SHORT EXERCISE:
Write out verbatim the rows below between the lines holding "Identify the river above." and "[187,49,194,74]", inclusive. Omit the pictures.
++++ DATASET RECORDS ++++
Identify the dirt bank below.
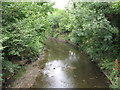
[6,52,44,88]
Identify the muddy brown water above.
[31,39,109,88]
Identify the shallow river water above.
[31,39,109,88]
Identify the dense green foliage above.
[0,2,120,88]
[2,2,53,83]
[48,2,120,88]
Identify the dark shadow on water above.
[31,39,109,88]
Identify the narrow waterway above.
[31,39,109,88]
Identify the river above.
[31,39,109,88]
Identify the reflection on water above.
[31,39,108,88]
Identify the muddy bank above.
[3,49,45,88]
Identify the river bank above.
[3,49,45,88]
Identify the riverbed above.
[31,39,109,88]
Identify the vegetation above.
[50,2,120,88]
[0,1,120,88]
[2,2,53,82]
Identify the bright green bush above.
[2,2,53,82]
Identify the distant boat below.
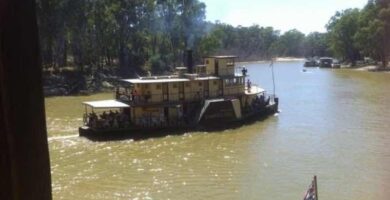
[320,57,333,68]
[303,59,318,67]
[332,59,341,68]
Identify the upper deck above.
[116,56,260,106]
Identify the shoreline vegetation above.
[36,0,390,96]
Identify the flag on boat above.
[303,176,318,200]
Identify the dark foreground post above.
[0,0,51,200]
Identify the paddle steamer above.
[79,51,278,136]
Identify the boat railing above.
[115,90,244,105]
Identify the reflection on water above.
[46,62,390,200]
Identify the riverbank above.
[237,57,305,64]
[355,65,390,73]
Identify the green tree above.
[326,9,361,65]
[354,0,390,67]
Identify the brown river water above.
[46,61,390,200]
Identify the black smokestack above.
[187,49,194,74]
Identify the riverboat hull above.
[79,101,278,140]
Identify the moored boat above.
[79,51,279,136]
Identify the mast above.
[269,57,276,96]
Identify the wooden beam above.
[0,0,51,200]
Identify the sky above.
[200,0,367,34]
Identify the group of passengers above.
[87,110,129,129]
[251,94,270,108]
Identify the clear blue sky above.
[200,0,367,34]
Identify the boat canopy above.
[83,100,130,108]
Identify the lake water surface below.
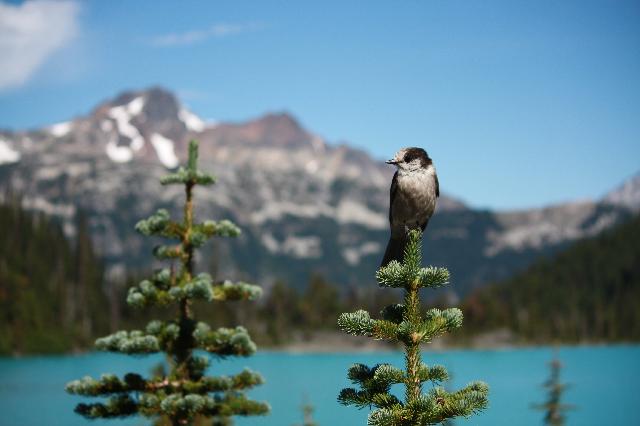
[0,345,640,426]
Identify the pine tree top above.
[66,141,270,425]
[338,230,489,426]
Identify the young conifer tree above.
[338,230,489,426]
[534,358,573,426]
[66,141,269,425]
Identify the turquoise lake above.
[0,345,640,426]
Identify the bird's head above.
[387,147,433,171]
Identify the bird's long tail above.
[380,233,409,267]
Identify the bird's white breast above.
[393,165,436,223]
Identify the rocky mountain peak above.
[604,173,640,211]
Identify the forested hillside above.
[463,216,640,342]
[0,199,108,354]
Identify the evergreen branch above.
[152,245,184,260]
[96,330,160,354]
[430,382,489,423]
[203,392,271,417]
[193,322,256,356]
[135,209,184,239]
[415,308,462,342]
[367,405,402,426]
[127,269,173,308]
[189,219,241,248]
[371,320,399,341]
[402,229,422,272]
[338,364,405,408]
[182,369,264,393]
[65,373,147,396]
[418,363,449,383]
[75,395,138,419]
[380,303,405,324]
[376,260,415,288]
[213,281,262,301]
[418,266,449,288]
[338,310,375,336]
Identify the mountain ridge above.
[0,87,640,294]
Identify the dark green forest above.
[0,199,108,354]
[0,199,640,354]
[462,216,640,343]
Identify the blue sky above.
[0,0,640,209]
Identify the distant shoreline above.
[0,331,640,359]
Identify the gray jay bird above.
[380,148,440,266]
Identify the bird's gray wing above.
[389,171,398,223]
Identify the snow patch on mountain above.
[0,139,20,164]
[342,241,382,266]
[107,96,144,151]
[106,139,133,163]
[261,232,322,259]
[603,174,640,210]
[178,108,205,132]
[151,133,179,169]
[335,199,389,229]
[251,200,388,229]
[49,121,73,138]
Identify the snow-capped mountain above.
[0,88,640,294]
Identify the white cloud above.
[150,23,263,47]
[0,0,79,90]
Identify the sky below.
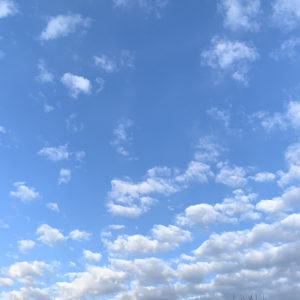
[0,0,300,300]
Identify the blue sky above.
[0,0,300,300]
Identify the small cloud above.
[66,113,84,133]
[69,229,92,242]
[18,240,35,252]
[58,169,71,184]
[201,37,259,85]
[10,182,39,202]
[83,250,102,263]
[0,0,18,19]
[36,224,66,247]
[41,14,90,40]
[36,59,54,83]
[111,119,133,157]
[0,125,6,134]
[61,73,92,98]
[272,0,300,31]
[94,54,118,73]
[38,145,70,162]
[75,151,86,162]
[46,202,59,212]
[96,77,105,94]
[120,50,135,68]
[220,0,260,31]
++++
SOLUTION TO THIS PROBLEM:
Identify the river above.
[31,39,109,88]
Identify the reflection on water above.
[31,39,108,88]
Identify the muddy bank above.
[3,49,45,88]
Identify the river bank above.
[3,49,45,88]
Identify the riverbed above.
[31,39,109,88]
Identify the vegetation above.
[50,2,120,88]
[0,1,120,88]
[2,2,53,82]
Identify the bright green bush above.
[2,2,53,82]
Identify the distant boat below.
[320,57,333,68]
[303,59,318,67]
[332,59,341,68]
Identify the upper deck above.
[116,56,260,106]
Identify the shoreline vegetation above.
[36,0,390,96]
Identify the flag on boat above.
[303,176,318,200]
Identify the dark foreground post above.
[0,0,51,200]
Identify the paddle steamer above.
[79,51,278,136]
Identify the boat railing above.
[115,90,244,105]
Identify the reflection on water above.
[46,62,390,200]
Identify the riverbank above.
[237,57,305,64]
[355,65,390,73]
Identify the green tree above.
[326,9,361,65]
[354,0,390,67]
Identify the brown river water above.
[46,61,390,200]
Identify the black smokestack above.
[187,49,194,74]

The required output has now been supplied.